[Entries taken from a collection]
━━━━━━━━━━━━━━━━

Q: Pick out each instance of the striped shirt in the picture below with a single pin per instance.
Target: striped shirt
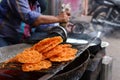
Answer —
(12, 13)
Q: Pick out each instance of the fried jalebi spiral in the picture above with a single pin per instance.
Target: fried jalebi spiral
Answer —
(66, 54)
(62, 59)
(59, 50)
(47, 44)
(29, 56)
(45, 64)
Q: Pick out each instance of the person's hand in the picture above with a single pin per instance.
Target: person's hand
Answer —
(63, 17)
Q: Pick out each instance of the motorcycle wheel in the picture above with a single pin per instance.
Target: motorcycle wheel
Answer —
(99, 14)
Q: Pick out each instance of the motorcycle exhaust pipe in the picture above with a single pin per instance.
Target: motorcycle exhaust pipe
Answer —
(100, 21)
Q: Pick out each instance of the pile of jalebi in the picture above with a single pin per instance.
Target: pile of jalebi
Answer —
(42, 54)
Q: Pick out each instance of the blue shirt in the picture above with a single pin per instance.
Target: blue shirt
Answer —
(12, 15)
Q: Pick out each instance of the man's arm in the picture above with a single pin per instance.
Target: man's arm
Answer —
(34, 18)
(46, 19)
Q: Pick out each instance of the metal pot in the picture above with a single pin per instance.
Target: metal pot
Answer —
(95, 46)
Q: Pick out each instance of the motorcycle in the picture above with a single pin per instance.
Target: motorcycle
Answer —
(107, 15)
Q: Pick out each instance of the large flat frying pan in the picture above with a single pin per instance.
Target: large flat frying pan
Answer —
(75, 70)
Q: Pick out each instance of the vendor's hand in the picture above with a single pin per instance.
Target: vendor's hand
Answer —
(63, 17)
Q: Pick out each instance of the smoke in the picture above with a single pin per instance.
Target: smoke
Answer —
(106, 30)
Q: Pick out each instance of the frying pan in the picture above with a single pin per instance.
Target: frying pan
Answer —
(75, 70)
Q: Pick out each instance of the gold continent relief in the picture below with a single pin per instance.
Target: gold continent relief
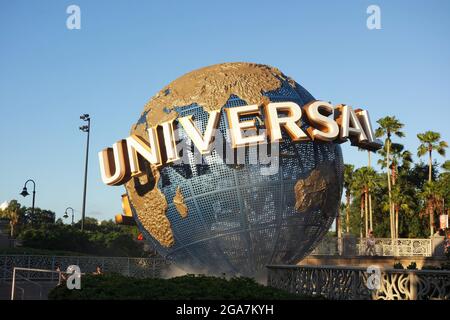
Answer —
(210, 88)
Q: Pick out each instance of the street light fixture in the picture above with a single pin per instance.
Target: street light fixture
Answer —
(25, 193)
(65, 216)
(87, 129)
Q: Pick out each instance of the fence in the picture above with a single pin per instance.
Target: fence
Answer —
(135, 267)
(383, 247)
(349, 283)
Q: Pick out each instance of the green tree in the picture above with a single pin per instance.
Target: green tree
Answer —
(364, 180)
(430, 141)
(432, 202)
(389, 126)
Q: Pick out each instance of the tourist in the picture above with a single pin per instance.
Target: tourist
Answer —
(447, 243)
(61, 275)
(370, 244)
(98, 271)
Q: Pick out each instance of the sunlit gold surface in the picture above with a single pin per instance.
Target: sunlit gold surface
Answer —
(209, 87)
(317, 191)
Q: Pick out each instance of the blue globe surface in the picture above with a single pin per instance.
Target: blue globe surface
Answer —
(241, 218)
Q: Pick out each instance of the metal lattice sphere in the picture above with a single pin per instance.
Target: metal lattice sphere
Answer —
(217, 217)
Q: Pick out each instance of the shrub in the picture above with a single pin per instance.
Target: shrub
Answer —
(192, 287)
(430, 268)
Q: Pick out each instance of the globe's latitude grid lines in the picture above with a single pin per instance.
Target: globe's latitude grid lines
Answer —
(214, 238)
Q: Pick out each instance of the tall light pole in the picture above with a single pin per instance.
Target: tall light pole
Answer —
(25, 193)
(87, 129)
(65, 216)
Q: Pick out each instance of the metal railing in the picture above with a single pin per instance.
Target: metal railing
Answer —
(383, 247)
(135, 267)
(350, 283)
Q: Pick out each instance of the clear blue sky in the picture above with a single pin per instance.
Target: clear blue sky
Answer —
(127, 50)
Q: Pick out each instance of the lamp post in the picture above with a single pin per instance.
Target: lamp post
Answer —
(65, 216)
(87, 129)
(25, 193)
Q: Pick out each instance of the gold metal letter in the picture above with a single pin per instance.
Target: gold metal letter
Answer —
(236, 126)
(289, 122)
(326, 128)
(114, 166)
(202, 142)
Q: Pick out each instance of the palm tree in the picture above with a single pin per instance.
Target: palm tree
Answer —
(430, 141)
(369, 164)
(389, 126)
(348, 185)
(431, 198)
(402, 203)
(364, 180)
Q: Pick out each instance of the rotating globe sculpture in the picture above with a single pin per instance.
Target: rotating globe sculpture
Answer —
(217, 217)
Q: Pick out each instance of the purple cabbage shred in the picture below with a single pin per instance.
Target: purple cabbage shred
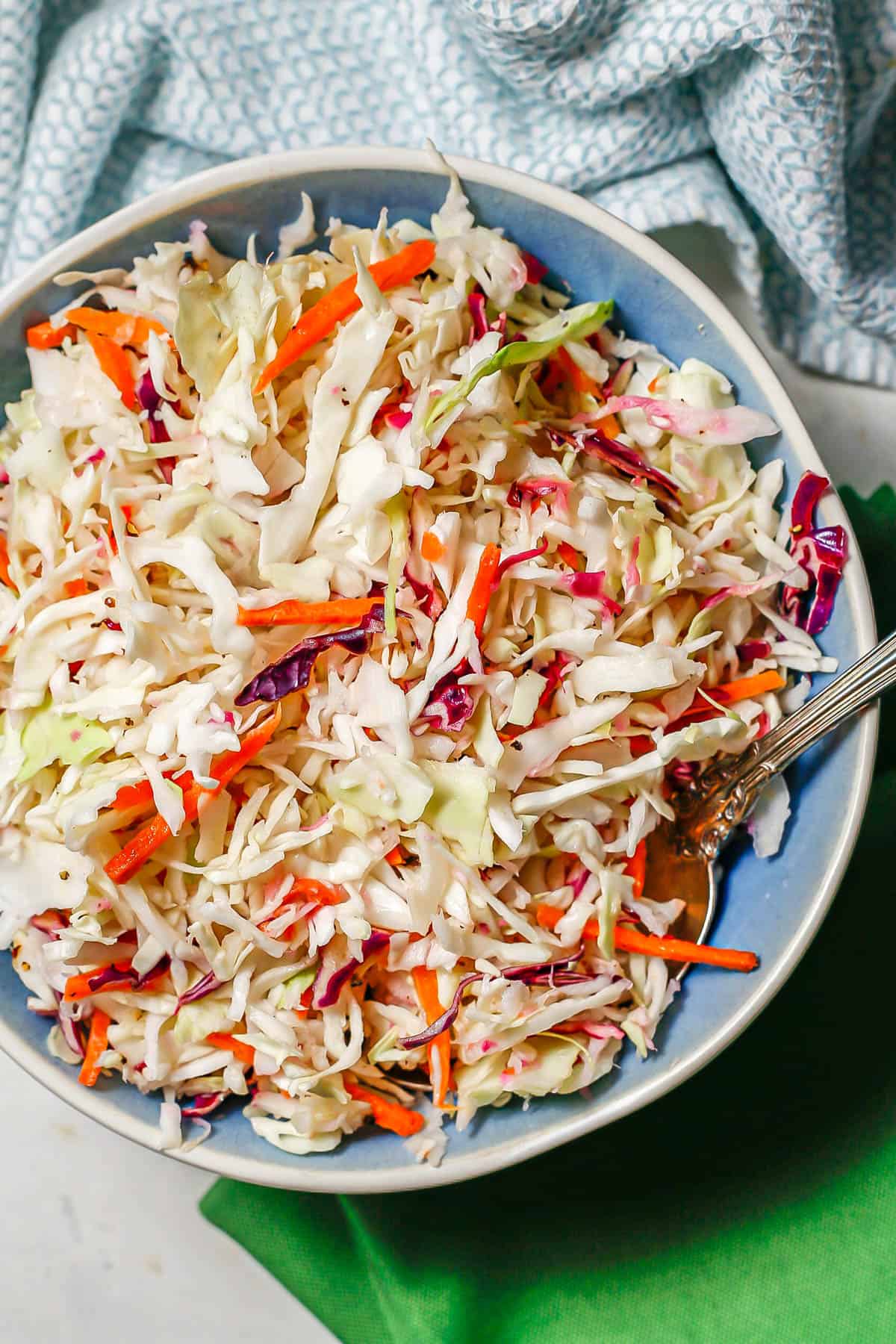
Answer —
(821, 553)
(623, 458)
(450, 705)
(293, 671)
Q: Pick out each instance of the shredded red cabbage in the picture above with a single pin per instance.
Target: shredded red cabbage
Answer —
(332, 989)
(151, 401)
(534, 974)
(610, 450)
(553, 671)
(821, 551)
(732, 591)
(450, 705)
(802, 510)
(442, 1023)
(519, 558)
(293, 671)
(426, 596)
(207, 986)
(588, 584)
(751, 650)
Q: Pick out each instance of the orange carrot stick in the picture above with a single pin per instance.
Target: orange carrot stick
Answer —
(4, 564)
(305, 889)
(440, 1048)
(124, 329)
(132, 856)
(324, 893)
(341, 302)
(575, 559)
(671, 949)
(747, 687)
(46, 336)
(238, 1048)
(432, 547)
(388, 1115)
(97, 1043)
(480, 596)
(337, 611)
(576, 376)
(113, 362)
(635, 868)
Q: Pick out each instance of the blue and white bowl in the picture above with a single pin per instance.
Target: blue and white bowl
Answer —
(773, 906)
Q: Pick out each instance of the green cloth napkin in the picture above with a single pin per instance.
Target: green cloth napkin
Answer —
(756, 1203)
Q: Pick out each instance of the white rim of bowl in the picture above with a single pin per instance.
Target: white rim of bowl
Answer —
(260, 168)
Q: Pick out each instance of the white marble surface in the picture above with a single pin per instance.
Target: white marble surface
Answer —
(100, 1234)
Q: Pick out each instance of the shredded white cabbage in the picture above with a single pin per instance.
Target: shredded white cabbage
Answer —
(467, 759)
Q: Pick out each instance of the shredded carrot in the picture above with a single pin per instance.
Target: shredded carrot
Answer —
(747, 687)
(480, 596)
(432, 547)
(97, 1043)
(637, 868)
(388, 1115)
(324, 893)
(671, 949)
(576, 376)
(336, 612)
(132, 856)
(305, 889)
(46, 336)
(238, 1048)
(341, 302)
(4, 564)
(570, 556)
(440, 1048)
(114, 363)
(124, 329)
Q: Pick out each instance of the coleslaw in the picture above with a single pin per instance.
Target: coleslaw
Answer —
(359, 609)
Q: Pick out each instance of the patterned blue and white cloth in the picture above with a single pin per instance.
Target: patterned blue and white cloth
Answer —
(773, 120)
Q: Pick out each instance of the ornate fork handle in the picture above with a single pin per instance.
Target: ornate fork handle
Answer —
(729, 792)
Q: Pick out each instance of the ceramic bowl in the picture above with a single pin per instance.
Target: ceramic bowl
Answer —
(773, 906)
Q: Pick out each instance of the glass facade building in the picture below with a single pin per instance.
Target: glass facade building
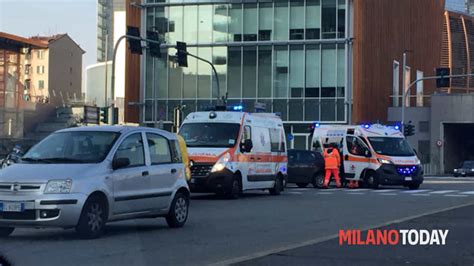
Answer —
(289, 54)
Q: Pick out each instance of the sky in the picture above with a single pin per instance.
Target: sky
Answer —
(78, 18)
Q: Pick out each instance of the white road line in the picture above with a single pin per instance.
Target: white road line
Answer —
(456, 195)
(416, 191)
(329, 237)
(443, 191)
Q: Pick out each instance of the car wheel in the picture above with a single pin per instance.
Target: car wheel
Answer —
(277, 188)
(371, 180)
(6, 231)
(302, 185)
(235, 189)
(93, 218)
(179, 209)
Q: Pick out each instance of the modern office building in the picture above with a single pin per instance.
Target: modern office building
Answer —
(308, 60)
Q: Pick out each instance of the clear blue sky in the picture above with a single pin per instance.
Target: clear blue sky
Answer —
(47, 17)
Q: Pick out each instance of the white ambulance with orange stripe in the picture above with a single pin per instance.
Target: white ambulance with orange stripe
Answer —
(231, 152)
(373, 154)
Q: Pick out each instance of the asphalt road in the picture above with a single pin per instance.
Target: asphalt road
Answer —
(247, 230)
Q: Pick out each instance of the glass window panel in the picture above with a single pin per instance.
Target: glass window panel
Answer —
(234, 72)
(161, 75)
(340, 110)
(205, 24)
(190, 30)
(235, 26)
(190, 76)
(328, 110)
(296, 20)
(329, 17)
(313, 19)
(221, 20)
(219, 59)
(265, 22)
(264, 71)
(204, 74)
(281, 20)
(296, 67)
(313, 69)
(175, 76)
(250, 22)
(341, 18)
(249, 72)
(296, 110)
(328, 66)
(311, 112)
(176, 24)
(341, 66)
(280, 72)
(280, 106)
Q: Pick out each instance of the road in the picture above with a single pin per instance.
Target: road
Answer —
(250, 230)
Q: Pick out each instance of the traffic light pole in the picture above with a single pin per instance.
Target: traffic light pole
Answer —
(405, 93)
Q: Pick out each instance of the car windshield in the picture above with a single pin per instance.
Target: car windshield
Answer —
(210, 134)
(72, 147)
(391, 146)
(468, 164)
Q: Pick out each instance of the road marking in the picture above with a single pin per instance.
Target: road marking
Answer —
(443, 191)
(326, 238)
(416, 191)
(455, 195)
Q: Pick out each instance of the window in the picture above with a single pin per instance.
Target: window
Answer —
(159, 149)
(132, 149)
(355, 146)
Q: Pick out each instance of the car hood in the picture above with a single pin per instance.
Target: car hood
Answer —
(41, 173)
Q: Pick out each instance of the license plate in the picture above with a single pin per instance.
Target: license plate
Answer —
(12, 207)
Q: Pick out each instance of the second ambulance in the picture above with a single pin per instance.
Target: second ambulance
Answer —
(372, 154)
(231, 152)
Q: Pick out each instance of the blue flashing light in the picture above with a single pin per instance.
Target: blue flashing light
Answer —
(238, 108)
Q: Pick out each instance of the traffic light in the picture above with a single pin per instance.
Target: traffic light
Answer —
(135, 45)
(408, 130)
(443, 82)
(154, 48)
(104, 115)
(181, 54)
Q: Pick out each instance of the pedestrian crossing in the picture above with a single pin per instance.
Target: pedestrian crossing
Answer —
(453, 193)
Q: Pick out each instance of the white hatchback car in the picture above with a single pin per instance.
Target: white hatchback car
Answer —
(84, 177)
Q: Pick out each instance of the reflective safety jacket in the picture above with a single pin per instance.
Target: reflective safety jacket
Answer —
(332, 160)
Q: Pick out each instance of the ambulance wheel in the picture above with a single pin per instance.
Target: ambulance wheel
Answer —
(302, 185)
(318, 181)
(278, 187)
(371, 180)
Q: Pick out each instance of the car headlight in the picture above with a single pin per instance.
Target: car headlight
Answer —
(221, 164)
(384, 161)
(58, 186)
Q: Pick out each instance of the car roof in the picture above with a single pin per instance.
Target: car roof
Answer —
(119, 129)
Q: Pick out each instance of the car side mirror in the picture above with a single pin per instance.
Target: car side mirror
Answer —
(246, 146)
(120, 163)
(367, 154)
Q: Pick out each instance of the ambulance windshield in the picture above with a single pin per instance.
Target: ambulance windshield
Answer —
(391, 146)
(210, 134)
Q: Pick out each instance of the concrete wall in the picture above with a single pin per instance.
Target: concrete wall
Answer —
(65, 70)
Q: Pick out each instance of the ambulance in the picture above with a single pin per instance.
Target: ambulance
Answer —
(231, 152)
(372, 154)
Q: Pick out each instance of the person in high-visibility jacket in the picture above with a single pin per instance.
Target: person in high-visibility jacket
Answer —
(332, 162)
(184, 155)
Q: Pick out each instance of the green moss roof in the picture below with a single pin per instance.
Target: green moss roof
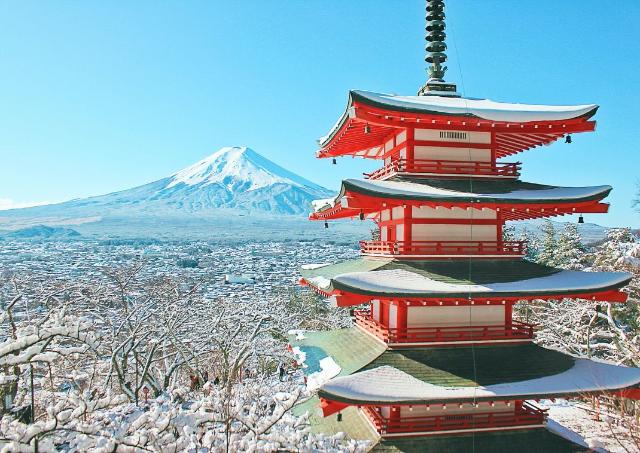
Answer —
(484, 277)
(353, 424)
(477, 366)
(521, 441)
(481, 271)
(351, 348)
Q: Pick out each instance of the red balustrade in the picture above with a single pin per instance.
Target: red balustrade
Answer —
(517, 330)
(443, 248)
(526, 415)
(446, 167)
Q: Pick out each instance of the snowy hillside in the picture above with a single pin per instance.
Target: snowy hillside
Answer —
(232, 178)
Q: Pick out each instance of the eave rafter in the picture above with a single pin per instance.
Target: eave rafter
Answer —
(357, 204)
(368, 127)
(349, 299)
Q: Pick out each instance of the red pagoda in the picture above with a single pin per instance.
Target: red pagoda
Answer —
(436, 360)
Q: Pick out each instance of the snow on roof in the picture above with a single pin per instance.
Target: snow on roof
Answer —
(394, 281)
(507, 191)
(459, 106)
(386, 384)
(481, 108)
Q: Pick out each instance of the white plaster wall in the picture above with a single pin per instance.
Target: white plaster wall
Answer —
(446, 232)
(441, 316)
(397, 213)
(462, 154)
(393, 316)
(425, 212)
(388, 145)
(376, 309)
(434, 135)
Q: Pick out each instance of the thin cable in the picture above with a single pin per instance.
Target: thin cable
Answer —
(471, 219)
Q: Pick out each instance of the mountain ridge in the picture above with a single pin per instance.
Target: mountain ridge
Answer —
(236, 178)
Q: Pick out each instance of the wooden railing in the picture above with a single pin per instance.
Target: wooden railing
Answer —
(446, 167)
(517, 330)
(523, 416)
(444, 248)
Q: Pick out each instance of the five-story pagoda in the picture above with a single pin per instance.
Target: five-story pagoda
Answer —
(436, 360)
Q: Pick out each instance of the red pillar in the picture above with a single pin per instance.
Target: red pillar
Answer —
(508, 314)
(402, 320)
(410, 145)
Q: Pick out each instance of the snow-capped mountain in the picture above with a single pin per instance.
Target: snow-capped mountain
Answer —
(235, 178)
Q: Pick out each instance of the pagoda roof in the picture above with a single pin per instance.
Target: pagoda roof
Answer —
(477, 279)
(504, 441)
(350, 348)
(518, 126)
(470, 374)
(524, 199)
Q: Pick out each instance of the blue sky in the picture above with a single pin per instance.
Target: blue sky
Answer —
(101, 96)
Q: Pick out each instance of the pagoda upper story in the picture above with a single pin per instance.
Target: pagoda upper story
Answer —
(442, 191)
(445, 136)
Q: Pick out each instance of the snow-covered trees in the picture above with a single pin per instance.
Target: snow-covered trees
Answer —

━━━━━━━━━━━━━━━━

▸ SET EXERCISE: Repeat exactly the lines above from the line that contains "Q: Pick out each instance of the snow on" through the end. Include both of these ends; leave out everything else.

▸ FINAL RESULT:
Q: Pick out each instance of the snow on roof in the picture above with a single pin per instance.
Target: snow on roof
Answer —
(394, 281)
(507, 191)
(459, 106)
(386, 384)
(481, 108)
Q: Pick out each instance of the white plaster wall in the picture above with a single pin per instance.
Target: white plaster wall
Answer —
(446, 232)
(441, 316)
(397, 213)
(462, 154)
(393, 316)
(425, 212)
(388, 145)
(376, 309)
(434, 135)
Q: Pick out each instance of the thin cable in the picture above with a single pin per instance.
Target: thin cable
Answer —
(471, 219)
Q: Pick out each instance of the mountain ridge in the picture above with a single pin per instance.
Target: mountain ridge
Answer —
(236, 178)
Q: Pick out each instance of the wooden railing in the picture above with a single pin per instance.
Target: wooden railing
Answer —
(446, 167)
(517, 330)
(523, 416)
(444, 248)
Q: Pick out each instance of the five-story pagoda in the picture above with a single pin per instance.
Target: five-story pagoda
Answer —
(436, 360)
Q: Pick out each instance of the red pillar in the picture above with a single pin per instance.
Target: red pillar
Answer —
(508, 314)
(402, 320)
(410, 145)
Q: Pick out each instance of the snow-capped mountain in the picture above with a single pin per instance.
Target: snow-capped mountain
Answer —
(235, 178)
Q: Pick out each instance of the pagoda roof in the picture above with a single pin per instance.
Target: pagoda roof
Answer —
(477, 279)
(504, 441)
(350, 348)
(518, 126)
(470, 374)
(524, 199)
Q: Pick out each instance of the blue sky in the picture above with a single pin per instance.
Target: blue sky
Answer —
(101, 96)
Q: Pick out each instance of the pagoda upper story in the picture above with a single pin per instance.
Target: pagoda upper story
Answer —
(442, 191)
(445, 136)
Q: Pick out each instance of the snow-covered trees in the picture above with a single pin per instance.
Target: snow-covered trees
Answer —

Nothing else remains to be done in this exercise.